**REQUIRED TASKS:**
[1] Return the part of the guest post about Taking Flight from "The first book" to "become a dancer.", copied word for word.
[2] Using the guest post about Taking Flight, answer these:
(a) Which two sports does the author's youngest daughter do?
(b) In what year was Taking Flight published?
(c) Which ballet company does Michaela de Prince dance with?
[3] Write what comes next in the guest post about Taking Flight, starting after its last sentence.

Inspiration: Taking Flight

Guest Author Post

by:  Gari Lister

taking flightOne of my youngest daughter’s biggest challenges is self esteem – and sadly her lack of self esteem is combined with an inability to imagine and dream. Not dream at night, but dream of an exciting future. My sweet girl can very easily imagine herself getting cancer, or epilepsy, or even cystic fibrosis (yes, she “knows” she can’t come down with some diseases, but that doesn’t stop her from worrying about them). On the other hand, she finds it nearly impossible to believe she can set goals and reach them, let alone imagine the kinds of things most children think of — the olympics (she’s an ice skater and swimmer), or even the job of her dreams. She knows about her early trauma, and she tends to think her differences make success in a traditional sense impossible, especially since she sees her big sister, another victim of early childhood trauma who dropped out of high school, struggle to make ends meet.

I encourage her, of course, but telling someone to dream isn’t exactly an effective approach.

So last summer I started searching for what I will call “success story” books — true stories about people who have built a life that most anyone would admire despite their traumatic starts. I found a number of books, and I’m going to write a series of posts about them just in case someone else’s child – or someone else – needs some real life stories of success after early trauma.

The first book I found was a great one — Michaela de Prince’s Taking Flight, published in 2014. Michaela is a professional award-winning ballerina dancing with the Dutch National Ballet; she previously danced with the Dance Theatre of Harlem and studied at the American Ballet Theatre. And she’s only 20!  Before she was adopted from war-torn Sierra Leone by an American family when she was 4, Michaela lost both her parents and was brought to an orphanage by her uncle. She also has vitiligo (a condition that leads her skin to have what appears to be white spots and discoloration), and was targeted in Sierra Leone as a “devil” child because of her skin. She also saw a favorite teacher viciously murdered. Amongst all that trauma, she found a scrap of paper – a magazine cover – with a ballerina on it, and says that picture inspired her to become a dancer.

Entries taken from a collection

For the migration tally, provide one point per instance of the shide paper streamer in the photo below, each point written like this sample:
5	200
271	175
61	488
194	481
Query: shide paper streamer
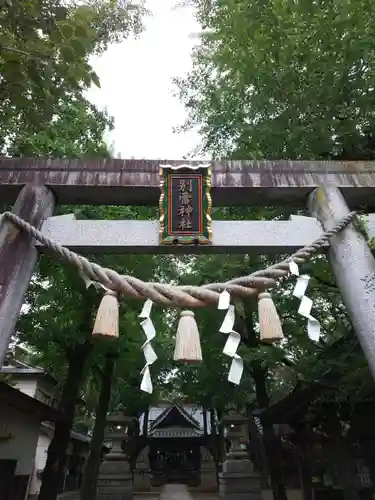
148	351
313	325
233	340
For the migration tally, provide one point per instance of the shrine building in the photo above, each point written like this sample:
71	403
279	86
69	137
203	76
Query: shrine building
178	448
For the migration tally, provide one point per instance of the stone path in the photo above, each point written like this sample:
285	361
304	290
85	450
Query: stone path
175	492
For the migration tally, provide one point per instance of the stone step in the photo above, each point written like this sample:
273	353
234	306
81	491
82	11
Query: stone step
175	492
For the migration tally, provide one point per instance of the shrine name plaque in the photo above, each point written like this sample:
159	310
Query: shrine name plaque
185	205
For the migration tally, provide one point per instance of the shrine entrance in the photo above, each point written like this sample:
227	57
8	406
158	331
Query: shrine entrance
175	438
175	461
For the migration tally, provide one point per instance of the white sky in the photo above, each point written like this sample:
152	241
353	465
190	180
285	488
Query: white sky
136	85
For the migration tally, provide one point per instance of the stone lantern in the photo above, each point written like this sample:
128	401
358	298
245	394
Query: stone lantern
238	481
236	426
115	479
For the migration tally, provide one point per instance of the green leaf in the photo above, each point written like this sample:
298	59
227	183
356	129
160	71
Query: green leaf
56	36
80	31
78	47
67	54
67	31
95	79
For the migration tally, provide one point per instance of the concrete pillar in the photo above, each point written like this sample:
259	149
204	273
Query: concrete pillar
142	473
353	266
208	483
18	256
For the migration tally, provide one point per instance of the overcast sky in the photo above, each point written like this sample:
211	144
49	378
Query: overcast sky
136	85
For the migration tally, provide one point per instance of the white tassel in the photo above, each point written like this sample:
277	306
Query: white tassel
188	345
269	321
107	317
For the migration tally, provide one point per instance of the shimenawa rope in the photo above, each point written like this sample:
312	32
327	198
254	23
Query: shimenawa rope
182	296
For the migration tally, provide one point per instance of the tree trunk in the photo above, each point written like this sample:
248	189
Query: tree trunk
305	476
271	442
53	474
340	451
204	411
256	448
145	423
90	476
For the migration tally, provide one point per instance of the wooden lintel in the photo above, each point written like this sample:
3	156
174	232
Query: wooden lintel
132	237
136	182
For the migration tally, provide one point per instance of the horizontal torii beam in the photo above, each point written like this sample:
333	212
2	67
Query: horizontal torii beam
142	237
136	182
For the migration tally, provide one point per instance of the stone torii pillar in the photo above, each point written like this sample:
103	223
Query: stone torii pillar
353	266
18	257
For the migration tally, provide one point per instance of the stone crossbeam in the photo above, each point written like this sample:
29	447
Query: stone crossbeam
133	237
136	182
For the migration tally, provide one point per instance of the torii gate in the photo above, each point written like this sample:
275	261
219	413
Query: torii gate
327	188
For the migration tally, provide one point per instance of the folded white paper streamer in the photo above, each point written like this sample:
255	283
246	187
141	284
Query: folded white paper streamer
233	340
148	351
313	325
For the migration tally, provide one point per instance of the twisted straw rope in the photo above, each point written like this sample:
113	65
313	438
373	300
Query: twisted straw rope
182	296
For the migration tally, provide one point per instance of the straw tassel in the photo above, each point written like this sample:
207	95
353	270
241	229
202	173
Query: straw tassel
269	321
107	317
188	345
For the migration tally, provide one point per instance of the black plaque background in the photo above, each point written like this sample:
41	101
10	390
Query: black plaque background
196	203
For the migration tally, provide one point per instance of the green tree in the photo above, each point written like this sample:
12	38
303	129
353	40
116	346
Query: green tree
284	79
44	54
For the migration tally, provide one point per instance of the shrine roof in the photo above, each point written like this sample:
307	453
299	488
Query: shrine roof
175	415
188	418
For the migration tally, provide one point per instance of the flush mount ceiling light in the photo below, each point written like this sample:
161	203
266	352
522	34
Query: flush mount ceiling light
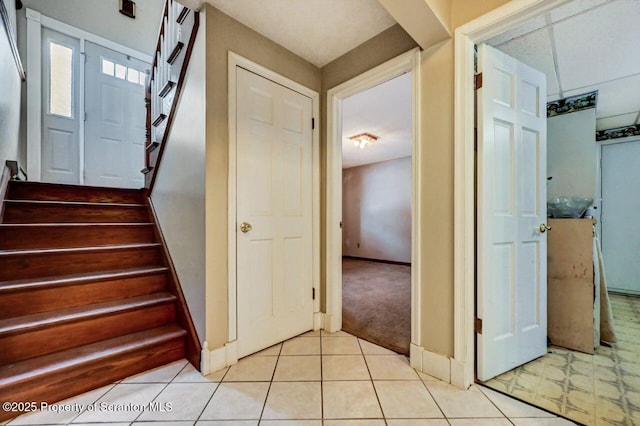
363	139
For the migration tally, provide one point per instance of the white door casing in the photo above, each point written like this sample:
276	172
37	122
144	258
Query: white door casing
60	151
512	297
619	222
274	172
37	26
115	121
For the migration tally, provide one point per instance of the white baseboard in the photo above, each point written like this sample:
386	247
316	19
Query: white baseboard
217	359
439	366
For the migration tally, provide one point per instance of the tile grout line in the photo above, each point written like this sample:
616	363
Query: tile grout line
211	397
273	375
166	385
375	391
444	416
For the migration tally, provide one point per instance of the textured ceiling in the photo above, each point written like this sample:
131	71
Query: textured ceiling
583	46
316	30
385	111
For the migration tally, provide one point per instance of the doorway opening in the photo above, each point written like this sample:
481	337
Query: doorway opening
587	362
405	66
376	214
85	114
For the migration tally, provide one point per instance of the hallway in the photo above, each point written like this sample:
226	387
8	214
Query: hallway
314	379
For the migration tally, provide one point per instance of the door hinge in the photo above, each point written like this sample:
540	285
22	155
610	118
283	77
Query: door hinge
478	325
477	81
475	139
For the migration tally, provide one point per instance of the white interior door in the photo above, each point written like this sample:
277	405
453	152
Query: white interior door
115	118
512	254
274	198
619	220
60	148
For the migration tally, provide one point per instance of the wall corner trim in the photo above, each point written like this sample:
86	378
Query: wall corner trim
319	320
217	359
439	366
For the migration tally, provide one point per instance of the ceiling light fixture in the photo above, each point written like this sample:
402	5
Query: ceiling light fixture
361	140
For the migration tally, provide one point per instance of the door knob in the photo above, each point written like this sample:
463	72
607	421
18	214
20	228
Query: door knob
544	228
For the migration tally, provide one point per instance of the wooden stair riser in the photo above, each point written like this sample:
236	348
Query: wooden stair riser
18	237
73	193
17	265
53	297
76	379
35	212
59	337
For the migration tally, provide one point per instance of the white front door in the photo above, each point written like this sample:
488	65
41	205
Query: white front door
274	213
115	118
60	148
620	225
512	253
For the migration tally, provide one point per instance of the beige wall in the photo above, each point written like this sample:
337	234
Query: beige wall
376	210
437	167
178	194
10	96
224	34
571	154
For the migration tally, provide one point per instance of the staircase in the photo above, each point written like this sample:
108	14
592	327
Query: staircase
87	292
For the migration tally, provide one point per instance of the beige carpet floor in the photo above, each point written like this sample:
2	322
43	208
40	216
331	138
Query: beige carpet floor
376	303
599	389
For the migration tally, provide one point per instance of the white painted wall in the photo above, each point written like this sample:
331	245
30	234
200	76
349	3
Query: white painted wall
102	17
571	154
376	211
10	85
179	192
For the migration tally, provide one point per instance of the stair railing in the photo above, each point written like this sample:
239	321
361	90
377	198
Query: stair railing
177	34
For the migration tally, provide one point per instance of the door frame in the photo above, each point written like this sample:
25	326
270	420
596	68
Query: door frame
598	195
35	22
479	30
234	62
406	62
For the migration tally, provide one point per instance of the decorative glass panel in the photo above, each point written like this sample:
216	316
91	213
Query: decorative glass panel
121	71
60	79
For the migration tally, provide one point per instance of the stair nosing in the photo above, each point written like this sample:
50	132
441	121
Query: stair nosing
40	321
77	279
73	203
72	224
169	332
65	250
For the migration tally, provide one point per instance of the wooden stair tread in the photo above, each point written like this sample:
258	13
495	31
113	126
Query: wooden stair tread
13	374
71	224
70	203
75	279
25	190
45	319
67	250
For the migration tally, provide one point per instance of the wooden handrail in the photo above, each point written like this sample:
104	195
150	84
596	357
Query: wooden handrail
167	74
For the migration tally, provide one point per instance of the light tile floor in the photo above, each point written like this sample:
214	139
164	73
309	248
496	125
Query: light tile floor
311	380
600	389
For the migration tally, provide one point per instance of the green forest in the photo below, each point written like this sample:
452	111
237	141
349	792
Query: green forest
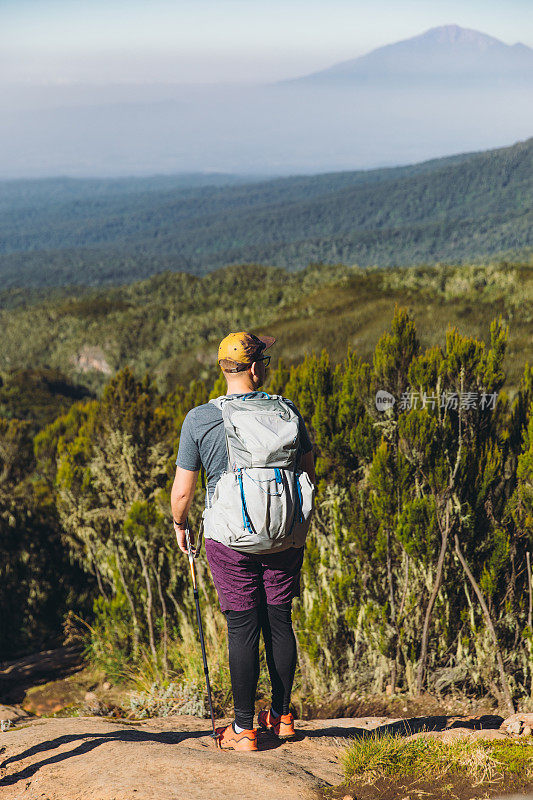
170	324
418	564
58	232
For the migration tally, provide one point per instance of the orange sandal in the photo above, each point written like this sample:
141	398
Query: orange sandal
282	726
227	739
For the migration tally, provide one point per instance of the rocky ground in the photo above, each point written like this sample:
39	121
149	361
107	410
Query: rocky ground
174	758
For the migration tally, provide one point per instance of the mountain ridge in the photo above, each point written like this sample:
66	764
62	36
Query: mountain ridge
472	206
437	48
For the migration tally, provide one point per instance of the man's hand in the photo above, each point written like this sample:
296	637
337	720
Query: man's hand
181	536
180	499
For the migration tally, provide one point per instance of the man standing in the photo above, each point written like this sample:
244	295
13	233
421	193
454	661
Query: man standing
255	590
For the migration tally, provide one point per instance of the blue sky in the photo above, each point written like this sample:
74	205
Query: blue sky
195	41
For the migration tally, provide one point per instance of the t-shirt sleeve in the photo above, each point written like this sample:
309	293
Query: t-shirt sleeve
305	442
188	453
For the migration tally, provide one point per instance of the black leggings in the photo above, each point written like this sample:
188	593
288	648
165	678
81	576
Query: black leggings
244	628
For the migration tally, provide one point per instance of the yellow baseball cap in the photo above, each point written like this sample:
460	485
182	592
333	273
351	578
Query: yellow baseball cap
241	348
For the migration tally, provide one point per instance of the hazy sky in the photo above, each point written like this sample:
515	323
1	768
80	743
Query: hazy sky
195	41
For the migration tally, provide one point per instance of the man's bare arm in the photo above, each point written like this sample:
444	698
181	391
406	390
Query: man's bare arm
180	500
307	463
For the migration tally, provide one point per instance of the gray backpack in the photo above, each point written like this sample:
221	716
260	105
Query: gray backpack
263	502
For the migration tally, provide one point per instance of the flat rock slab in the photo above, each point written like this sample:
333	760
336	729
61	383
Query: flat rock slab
174	758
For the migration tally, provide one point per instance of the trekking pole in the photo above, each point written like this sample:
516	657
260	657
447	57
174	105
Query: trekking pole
191	555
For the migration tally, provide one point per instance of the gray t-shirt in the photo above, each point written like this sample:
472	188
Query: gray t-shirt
202	440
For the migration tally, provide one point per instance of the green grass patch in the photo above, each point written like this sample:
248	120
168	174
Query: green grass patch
483	762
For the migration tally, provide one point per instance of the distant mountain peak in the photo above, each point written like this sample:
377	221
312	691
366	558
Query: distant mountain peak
444	51
454	34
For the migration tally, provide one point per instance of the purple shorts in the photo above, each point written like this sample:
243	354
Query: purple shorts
242	580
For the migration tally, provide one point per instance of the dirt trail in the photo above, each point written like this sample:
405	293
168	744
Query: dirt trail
174	758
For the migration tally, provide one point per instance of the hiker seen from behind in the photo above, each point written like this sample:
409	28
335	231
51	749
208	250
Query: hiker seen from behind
258	459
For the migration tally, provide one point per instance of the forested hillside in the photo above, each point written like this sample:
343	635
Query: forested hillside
170	325
416	573
87	232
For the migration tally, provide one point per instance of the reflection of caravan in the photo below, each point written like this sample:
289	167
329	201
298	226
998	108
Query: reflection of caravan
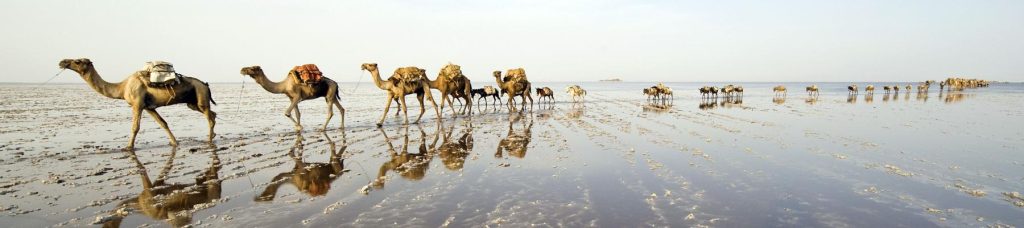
310	178
516	142
409	166
172	202
454	152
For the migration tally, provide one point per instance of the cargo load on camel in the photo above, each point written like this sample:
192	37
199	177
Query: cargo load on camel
408	75
453	73
308	74
160	74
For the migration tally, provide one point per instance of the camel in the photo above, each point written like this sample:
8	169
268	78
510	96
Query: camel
453	85
172	202
401	83
135	90
311	178
812	90
778	99
454	152
706	92
514	84
486	91
651	93
664	91
577	92
298	91
545	92
728	90
779	89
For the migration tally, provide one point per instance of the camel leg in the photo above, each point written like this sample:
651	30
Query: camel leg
211	119
451	104
404	109
423	108
341	109
386	108
443	98
163	124
330	114
136	114
288	112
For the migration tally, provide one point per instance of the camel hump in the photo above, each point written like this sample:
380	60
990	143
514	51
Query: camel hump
160	74
308	74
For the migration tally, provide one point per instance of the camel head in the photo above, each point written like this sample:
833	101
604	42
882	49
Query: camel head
370	66
252	71
79	64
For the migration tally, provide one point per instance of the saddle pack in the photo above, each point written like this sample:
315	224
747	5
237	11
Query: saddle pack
408	75
308	74
161	74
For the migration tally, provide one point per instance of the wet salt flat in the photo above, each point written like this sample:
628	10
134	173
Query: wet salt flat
947	160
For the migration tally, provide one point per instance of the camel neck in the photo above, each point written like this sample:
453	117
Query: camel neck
376	75
100	86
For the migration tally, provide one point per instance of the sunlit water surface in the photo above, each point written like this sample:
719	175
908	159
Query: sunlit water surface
616	160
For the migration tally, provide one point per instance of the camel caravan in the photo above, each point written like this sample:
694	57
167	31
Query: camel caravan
159	85
658	92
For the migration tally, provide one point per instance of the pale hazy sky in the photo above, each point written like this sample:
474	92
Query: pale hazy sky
574	40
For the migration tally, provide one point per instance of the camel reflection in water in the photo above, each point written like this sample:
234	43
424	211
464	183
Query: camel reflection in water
727	102
311	178
454	152
515	143
778	99
409	166
576	110
172	202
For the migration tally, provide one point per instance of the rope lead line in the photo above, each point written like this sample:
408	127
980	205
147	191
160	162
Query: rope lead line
51	78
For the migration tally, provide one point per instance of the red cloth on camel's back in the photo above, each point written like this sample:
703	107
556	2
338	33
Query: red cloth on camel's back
308	74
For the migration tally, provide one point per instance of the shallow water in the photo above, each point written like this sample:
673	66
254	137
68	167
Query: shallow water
614	161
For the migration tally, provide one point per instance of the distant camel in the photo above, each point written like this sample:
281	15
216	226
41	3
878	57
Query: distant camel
779	90
812	90
545	92
486	91
705	92
728	90
577	92
651	93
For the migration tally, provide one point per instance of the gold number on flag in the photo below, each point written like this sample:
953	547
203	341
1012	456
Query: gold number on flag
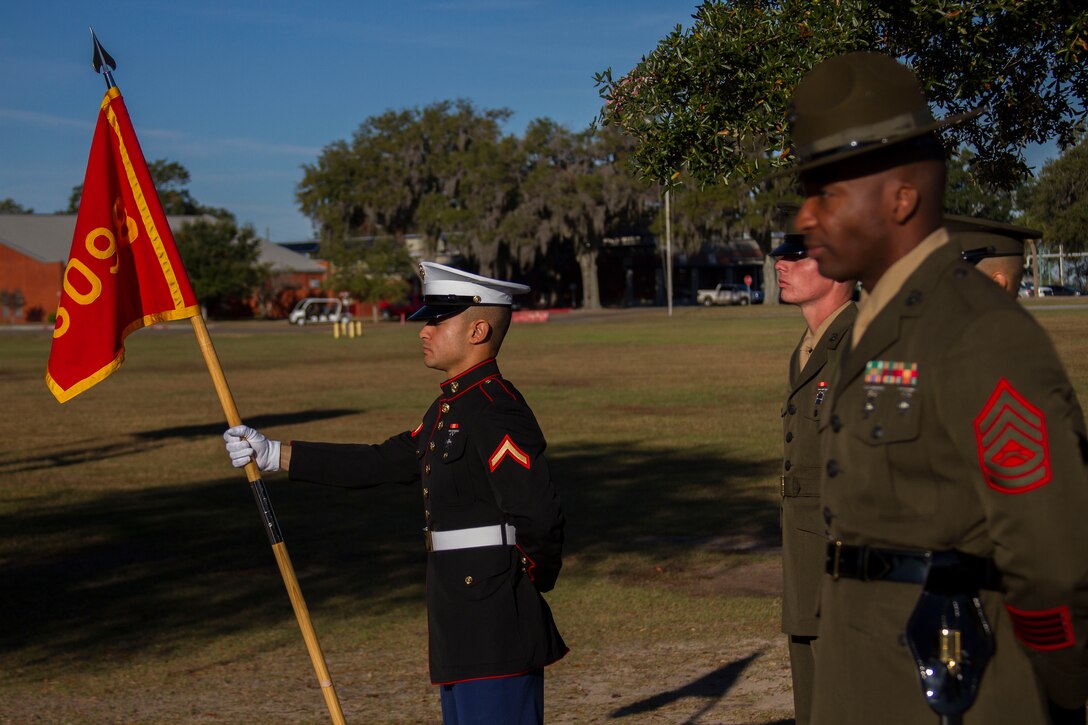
62	322
110	250
96	284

**ACTIVITY ANSWERS:**
[1]
The first book I found was a great one — Michaela de Prince’s Taking Flight, published in 2014. Michaela is a professional award-winning ballerina dancing with the Dutch National Ballet; she previously danced with the Dance Theatre of Harlem and studied at the American Ballet Theatre. And she’s only 20!  Before she was adopted from war-torn Sierra Leone by an American family when she was 4, Michaela lost both her parents and was brought to an orphanage by her uncle. She also has vitiligo (a condition that leads her skin to have what appears to be white spots and discoloration), and was targeted in Sierra Leone as a “devil” child because of her skin. She also saw a favorite teacher viciously murdered. Amongst all that trauma, she found a scrap of paper – a magazine cover – with a ballerina on it, and says that picture inspired her to become a dancer.

[2]
(a) Ice skating and swimming.
(b) 2014.
(c) The Dutch National Ballet.

[3]
Only the first 68 pages address her years before her adoption, but they include a disturbing description of the favorite teacher’s murder, so some pre-teens and teens may not be able to handle them. But even if your child cannot handle reading the entire book, I think there are still benefits to the story. I showed my daughter the book, and talked about Michaela as I read it. She didn’t ask to read the book, but I did tell her some of the stories from it, and as I pulled out the book to write this, she pored over the photographs and asked me questions about it.

Michaela doesn’t directly discuss the impact of her trauma; she certainly doesn’t talk about attachment or even PTSD. But there are passages that describe her struggles to adjust . She describes she and her sister being afraid of fireworks and camouflage, and explains that reflections in windows brought back fears of “debils,” who killed people in Sierra Leone. She confesses that “even today I don’t like bare windows at night. I still feel the need to close my blinds tightly after dark.” (P. 112)

Michaela also describes a fear that all three of my girls have — a fear of “loud male voices,” whether the volume is because of anger or laughter. “If I heard men shouting, I remembered the frightening voices of the debils on a rampage in my native Sierra Leone.” (P.113) That fear continued even when she was finding success as a ballet dancer – she describes hiding from Arthur Mitchell, the founder of the Dance Theatre of Harlem the summer she studied there. (P. 160)

Overcoming the shadow of her early years, dealing with her feelings about her vitiligo, and discrimination are themes throughout the book, and they are certainly themes that our children struggling to overcome trauma need to hear about. And the movie rights have been sold to the book, with a director already signed up, so hopefully we will get to see her story on the big screen soon.

And Michaela de Prince certainly summed up the challenge so many of our children face.  She told Glamour: “You don’t have to hold on to your past, . . . If you can find a way to overcome the bad parts, great things can happen.” Hopefully her book and her story will help us parents – and our children – remember that.